Digital pathology might seem like a daunting term, reserved for those with a Ph.D. in rocket science to discuss.
But it really isn’t that complicated, and it is important to understand, even for the layman.
Pathology concerns the examination of tissue or bodily fluids such as urine and blood to determine and understand the cause of disease.
Digital pathology concerns the use of digital slides rather than microscopic slides to conduct this analysis.
That’s normal, pathologists are often called “the doctor’s doctor”, working as consultants to doctors looking for help in the diagnostic phase, and most of us won’t be in contact with one for our whole lives, making this industry quite opaque and jargon-heavy.
But, by the end of the article you won’t be confused, we promise.
Throughout the article, we’ll further illustrate how this technology works and explain why digital pathology is needed in modern medicine.
We’ll also include a practical example to help make things clearer.
What is Digital Pathology?
|---|
• Task: Carry on the digital pathology article from its last line by writing the section under its closing heading. The material that comes next plays no part in this.
|---|
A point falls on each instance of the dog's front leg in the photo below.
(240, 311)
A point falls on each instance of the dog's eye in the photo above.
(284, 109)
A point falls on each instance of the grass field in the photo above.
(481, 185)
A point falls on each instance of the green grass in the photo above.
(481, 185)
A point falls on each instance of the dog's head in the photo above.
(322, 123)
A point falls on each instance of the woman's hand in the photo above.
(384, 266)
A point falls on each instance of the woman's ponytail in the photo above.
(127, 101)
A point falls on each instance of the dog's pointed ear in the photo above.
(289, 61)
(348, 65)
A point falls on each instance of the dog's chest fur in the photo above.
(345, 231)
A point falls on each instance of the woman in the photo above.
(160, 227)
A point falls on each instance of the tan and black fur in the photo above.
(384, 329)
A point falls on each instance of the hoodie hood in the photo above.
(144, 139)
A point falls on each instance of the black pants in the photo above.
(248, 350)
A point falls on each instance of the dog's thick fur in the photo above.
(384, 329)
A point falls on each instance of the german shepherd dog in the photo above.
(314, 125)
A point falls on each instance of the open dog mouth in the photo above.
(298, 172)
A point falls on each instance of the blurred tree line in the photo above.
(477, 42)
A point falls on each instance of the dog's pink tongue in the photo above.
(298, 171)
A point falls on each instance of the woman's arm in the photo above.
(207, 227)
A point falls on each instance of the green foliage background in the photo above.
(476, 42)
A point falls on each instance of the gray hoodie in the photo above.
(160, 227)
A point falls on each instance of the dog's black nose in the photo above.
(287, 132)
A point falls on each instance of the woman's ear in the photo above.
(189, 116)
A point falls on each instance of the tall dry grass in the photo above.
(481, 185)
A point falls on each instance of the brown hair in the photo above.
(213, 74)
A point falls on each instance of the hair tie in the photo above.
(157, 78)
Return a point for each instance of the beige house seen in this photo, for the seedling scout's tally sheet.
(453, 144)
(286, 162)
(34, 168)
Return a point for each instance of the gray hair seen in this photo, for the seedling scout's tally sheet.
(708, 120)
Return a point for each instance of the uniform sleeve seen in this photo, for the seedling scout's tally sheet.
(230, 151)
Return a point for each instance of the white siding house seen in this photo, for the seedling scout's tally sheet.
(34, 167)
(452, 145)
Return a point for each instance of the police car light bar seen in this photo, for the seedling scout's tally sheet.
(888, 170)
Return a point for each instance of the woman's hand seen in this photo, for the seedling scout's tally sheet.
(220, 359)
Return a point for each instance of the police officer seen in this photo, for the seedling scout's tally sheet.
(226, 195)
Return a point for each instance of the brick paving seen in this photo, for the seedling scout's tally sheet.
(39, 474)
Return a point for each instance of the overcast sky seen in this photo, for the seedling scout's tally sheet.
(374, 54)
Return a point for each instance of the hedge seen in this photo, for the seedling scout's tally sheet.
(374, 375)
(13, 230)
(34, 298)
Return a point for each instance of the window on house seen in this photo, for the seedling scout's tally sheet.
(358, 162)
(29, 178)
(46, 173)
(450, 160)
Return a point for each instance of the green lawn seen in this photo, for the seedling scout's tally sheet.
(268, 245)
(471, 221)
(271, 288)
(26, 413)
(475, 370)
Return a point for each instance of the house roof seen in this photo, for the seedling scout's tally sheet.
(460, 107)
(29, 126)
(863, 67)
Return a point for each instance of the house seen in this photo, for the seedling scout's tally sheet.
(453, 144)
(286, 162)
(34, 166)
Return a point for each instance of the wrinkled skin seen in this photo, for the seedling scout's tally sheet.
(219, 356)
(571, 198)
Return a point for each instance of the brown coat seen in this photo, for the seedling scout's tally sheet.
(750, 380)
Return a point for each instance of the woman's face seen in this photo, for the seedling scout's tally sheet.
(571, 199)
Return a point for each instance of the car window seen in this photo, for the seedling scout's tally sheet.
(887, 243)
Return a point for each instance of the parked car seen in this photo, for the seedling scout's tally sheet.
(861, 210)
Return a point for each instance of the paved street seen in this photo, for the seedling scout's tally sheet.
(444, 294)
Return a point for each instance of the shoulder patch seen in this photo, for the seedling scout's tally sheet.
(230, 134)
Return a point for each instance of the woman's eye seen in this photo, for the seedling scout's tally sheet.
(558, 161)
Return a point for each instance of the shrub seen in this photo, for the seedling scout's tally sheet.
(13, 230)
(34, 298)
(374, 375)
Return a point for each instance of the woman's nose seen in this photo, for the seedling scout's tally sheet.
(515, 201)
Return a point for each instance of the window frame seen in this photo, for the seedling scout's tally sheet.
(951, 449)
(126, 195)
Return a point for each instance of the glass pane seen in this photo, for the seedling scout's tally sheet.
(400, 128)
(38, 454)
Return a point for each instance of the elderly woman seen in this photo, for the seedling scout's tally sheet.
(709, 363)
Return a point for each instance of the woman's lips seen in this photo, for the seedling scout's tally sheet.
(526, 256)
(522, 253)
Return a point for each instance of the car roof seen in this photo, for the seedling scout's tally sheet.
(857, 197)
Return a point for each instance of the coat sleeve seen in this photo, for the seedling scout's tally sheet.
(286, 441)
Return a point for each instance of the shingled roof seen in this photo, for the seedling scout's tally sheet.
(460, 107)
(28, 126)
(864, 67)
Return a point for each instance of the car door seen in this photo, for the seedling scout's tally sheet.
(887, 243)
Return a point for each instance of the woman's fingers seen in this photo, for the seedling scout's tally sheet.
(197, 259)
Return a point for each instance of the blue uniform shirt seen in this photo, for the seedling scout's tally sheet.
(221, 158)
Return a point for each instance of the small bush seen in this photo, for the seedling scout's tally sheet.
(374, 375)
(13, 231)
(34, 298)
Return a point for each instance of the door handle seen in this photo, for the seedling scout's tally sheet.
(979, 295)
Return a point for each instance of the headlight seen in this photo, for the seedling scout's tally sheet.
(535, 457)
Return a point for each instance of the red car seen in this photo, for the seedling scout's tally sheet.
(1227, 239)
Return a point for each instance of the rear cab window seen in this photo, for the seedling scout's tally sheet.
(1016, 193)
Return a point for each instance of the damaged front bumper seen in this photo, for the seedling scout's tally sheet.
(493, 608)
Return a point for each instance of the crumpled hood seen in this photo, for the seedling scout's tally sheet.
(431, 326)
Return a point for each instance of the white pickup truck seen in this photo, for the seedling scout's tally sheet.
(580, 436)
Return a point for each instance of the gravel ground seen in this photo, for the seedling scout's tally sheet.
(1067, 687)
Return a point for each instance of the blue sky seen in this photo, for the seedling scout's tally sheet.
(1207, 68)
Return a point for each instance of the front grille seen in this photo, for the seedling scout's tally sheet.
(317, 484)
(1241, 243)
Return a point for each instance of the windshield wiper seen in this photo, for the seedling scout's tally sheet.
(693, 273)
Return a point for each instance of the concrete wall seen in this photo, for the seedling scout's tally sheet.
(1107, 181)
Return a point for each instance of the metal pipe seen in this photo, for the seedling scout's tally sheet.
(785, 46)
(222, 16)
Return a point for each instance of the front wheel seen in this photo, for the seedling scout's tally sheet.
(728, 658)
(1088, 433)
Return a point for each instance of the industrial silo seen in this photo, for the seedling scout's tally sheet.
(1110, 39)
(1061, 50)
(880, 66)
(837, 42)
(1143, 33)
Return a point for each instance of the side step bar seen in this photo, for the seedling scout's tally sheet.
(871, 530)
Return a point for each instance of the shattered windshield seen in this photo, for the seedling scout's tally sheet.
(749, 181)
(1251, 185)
|---|
• Answer to this exercise:
The practice of analyzing tissue under the microscope has been around since the 17th century.
For a very long time, this was the modus operandi of pathology: Take a sample of tissue, blood, or urine, stick it under the microscope, and look for the causes of disease.
An example of such a test is the Full Blood Examination, in which a sample of blood is taken and looked at through the microscope.
The red and white cells are counted and analyzed potentially resulting in a primary diagnosis of leukemia, anemia, infections, or other conditions.
Until very recently, this optic microscope-based approach was the standard procedure for pathology.
However, since 2017, when the FDA approved the use of digital pathology for primary diagnosis, this process has become digitized.
This means that pathologists no longer need to look directly at the physical glass slide through the optic microscope lens. These will now be available to be analyzed through virtual microscopy, a fancy term used to describe the use of digital slides in pathology.
In the example previously used, red and white cells would be automatically counted by the computer using image analysis.
This saves countless hours and could be more accurate than human counting, which is prone to error.
Nasjonal IKT, a Norwegian healthcare company, made a great video explaining how digital pathology works:
This technology has been brewing for almost 20 years, but only recently has it been feasible to be used in a commercial setting.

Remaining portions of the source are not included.